--- The data ---

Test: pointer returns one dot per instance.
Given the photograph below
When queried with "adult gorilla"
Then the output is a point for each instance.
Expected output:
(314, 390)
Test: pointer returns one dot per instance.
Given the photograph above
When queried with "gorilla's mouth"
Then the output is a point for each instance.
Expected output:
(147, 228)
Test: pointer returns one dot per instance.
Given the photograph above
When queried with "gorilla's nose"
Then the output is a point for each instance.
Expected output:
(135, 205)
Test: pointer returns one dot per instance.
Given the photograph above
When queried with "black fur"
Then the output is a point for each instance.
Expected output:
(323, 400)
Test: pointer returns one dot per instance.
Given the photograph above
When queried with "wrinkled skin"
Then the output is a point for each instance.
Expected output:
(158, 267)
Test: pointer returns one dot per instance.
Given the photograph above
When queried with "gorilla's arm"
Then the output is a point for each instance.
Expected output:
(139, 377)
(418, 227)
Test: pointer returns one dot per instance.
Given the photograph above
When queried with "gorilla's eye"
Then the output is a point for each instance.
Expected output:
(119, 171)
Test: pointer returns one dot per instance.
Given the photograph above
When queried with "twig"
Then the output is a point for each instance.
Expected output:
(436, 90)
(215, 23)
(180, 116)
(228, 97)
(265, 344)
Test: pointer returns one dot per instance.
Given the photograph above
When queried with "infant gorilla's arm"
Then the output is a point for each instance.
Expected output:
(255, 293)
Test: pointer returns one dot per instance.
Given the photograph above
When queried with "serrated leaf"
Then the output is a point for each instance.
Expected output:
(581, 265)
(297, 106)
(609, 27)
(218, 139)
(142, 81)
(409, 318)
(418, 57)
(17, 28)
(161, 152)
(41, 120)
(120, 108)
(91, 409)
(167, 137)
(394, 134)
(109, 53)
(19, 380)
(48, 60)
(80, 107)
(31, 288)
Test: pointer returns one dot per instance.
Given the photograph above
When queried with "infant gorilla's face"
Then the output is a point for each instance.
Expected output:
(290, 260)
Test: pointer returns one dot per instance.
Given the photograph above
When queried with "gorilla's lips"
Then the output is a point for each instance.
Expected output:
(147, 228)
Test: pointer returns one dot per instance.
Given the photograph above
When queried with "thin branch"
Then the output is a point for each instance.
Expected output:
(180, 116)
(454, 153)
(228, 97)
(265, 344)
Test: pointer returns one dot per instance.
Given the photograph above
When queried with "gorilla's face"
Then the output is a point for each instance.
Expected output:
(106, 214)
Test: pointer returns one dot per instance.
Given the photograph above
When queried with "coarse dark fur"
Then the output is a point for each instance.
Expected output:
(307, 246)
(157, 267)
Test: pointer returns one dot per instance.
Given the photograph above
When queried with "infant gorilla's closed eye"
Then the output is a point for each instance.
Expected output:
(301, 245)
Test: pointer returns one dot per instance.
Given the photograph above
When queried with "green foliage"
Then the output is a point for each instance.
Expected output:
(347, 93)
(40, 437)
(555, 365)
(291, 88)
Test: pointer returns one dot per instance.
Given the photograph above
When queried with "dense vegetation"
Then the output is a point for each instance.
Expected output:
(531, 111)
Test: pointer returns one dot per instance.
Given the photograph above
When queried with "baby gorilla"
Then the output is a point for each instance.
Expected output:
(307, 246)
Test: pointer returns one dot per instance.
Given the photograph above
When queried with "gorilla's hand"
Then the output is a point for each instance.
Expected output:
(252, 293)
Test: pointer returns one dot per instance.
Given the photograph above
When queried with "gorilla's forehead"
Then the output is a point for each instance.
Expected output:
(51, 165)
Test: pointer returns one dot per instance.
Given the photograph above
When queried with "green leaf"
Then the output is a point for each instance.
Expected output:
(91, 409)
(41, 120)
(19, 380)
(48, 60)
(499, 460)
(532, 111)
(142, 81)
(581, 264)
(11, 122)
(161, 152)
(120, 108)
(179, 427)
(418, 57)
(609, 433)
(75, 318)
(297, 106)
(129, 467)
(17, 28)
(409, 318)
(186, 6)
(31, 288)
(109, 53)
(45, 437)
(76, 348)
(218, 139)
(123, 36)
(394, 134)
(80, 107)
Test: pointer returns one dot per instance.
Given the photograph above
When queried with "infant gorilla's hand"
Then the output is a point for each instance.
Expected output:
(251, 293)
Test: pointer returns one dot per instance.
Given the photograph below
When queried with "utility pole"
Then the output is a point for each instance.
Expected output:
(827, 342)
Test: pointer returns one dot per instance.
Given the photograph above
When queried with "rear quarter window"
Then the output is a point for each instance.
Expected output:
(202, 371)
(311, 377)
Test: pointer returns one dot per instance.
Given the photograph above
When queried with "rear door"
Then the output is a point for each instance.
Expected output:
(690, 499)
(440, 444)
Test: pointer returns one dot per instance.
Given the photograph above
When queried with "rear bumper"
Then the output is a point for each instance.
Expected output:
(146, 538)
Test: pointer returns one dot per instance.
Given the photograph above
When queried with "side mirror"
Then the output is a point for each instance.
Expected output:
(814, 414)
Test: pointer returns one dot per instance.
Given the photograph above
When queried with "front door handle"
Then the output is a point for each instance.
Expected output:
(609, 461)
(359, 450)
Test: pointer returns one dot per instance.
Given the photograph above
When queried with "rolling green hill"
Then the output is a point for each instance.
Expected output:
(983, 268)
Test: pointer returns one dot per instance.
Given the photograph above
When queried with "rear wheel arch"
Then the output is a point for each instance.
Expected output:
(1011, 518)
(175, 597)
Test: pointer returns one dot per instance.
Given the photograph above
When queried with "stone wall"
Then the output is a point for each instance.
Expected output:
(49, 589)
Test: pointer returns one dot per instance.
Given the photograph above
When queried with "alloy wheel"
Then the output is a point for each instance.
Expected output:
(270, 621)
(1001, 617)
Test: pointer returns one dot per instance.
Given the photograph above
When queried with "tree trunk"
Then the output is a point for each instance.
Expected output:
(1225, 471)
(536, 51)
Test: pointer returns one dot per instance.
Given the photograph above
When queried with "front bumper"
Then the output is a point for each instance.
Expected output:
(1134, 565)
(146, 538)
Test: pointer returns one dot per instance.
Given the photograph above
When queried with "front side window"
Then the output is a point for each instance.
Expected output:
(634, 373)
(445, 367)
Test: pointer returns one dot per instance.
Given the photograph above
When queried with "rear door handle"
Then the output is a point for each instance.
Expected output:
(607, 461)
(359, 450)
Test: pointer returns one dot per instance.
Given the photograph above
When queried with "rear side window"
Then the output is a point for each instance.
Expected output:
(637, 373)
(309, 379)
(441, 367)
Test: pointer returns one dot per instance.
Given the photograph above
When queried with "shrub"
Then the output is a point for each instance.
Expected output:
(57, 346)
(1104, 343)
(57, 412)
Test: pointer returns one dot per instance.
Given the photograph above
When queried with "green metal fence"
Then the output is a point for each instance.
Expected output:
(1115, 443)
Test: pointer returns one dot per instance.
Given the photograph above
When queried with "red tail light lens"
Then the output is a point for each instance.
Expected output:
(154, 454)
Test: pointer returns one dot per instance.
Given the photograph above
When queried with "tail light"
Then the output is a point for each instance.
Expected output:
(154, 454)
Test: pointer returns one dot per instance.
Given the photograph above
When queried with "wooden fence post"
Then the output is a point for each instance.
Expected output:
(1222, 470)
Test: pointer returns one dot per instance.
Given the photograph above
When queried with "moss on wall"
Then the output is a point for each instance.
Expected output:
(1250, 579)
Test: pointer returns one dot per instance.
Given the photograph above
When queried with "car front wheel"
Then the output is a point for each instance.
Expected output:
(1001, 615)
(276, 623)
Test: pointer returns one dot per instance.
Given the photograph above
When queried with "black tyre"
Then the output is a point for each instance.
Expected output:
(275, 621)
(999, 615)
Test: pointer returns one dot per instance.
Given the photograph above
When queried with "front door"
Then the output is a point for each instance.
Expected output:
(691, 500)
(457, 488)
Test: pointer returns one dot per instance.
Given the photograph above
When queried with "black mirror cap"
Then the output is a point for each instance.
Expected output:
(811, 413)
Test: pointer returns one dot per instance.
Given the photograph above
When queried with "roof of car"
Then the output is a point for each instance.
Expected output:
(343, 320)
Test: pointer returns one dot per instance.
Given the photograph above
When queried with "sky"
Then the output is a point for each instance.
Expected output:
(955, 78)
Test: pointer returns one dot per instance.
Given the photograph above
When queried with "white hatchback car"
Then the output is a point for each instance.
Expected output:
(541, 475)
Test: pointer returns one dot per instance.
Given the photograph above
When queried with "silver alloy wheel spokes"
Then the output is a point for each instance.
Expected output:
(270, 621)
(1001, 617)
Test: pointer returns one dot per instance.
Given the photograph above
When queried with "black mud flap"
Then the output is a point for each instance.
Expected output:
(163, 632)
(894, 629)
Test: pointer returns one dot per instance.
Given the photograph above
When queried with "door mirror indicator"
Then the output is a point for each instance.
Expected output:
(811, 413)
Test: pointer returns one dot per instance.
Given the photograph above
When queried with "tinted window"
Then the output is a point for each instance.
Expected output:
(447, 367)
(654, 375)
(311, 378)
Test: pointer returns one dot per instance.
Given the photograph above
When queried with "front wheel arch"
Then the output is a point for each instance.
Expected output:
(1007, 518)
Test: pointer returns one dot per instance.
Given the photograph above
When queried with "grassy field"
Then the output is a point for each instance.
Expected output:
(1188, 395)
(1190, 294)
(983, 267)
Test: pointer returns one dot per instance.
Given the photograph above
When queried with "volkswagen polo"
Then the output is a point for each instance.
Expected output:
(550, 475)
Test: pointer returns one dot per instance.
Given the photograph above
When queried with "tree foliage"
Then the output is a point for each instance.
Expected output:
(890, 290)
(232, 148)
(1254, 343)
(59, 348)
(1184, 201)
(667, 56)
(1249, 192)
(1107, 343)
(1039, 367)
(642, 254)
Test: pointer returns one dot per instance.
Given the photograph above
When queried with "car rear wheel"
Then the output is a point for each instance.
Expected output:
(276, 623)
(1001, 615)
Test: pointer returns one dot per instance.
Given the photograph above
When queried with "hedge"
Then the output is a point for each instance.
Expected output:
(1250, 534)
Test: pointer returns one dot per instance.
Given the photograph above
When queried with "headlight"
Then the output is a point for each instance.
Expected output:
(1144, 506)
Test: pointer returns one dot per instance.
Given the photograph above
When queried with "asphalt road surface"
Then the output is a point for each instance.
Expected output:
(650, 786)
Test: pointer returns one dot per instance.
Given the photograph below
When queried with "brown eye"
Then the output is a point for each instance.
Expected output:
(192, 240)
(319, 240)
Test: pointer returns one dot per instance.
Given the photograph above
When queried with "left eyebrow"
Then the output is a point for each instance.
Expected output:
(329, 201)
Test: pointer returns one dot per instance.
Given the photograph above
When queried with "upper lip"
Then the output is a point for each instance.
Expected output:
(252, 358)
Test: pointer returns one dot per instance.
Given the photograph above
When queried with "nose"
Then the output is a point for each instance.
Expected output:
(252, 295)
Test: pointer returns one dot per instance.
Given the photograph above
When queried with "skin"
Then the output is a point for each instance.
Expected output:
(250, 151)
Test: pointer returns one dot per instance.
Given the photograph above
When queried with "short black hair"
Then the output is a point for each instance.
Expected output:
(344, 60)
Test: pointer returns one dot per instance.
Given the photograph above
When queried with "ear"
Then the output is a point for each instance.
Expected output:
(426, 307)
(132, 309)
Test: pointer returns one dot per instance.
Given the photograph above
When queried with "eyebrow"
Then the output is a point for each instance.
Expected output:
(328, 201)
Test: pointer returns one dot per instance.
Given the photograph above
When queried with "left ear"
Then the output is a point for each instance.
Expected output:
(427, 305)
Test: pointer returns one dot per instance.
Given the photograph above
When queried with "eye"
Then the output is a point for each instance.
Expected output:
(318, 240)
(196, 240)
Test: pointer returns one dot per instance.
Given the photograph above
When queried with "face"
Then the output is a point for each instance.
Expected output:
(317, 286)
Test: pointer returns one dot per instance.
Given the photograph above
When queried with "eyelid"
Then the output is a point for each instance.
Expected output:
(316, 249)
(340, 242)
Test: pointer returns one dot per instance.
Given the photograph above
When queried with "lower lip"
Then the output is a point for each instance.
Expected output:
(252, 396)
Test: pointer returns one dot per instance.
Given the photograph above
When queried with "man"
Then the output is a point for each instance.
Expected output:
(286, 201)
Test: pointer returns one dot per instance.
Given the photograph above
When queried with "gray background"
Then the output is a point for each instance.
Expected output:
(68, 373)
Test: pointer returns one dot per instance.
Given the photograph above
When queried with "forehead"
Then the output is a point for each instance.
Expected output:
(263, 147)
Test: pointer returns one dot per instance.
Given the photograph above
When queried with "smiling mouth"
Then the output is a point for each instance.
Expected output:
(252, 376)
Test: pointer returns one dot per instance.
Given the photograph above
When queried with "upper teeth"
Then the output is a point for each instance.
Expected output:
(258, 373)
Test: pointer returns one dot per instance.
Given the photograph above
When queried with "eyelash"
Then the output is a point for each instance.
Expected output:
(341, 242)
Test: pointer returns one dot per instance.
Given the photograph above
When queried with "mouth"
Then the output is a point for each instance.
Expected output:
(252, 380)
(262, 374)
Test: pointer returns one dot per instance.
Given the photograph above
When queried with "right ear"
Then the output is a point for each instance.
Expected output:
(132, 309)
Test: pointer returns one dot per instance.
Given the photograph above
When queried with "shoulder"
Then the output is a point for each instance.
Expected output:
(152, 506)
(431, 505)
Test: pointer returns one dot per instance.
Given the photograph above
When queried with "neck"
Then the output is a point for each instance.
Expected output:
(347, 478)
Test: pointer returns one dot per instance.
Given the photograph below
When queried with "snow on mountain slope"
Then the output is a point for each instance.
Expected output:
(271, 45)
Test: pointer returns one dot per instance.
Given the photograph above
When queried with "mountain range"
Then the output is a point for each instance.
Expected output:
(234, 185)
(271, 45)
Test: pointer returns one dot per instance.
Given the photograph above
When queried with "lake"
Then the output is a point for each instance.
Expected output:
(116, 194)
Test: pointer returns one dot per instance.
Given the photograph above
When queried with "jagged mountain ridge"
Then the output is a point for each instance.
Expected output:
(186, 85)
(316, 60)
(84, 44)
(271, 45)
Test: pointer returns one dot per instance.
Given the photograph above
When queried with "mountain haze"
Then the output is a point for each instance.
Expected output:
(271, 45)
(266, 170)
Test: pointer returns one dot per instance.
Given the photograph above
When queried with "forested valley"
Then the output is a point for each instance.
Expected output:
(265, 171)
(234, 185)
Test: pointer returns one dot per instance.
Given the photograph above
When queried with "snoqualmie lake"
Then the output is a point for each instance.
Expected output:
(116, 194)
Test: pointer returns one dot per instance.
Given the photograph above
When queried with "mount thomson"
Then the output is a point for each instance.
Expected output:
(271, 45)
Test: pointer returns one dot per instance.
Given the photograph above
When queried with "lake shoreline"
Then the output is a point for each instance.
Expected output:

---

## Required work
Above are the records; copy every line in them that holds the word "arch".

## Exercise output
When queried with "rear wheel arch"
When queried with "front wheel arch"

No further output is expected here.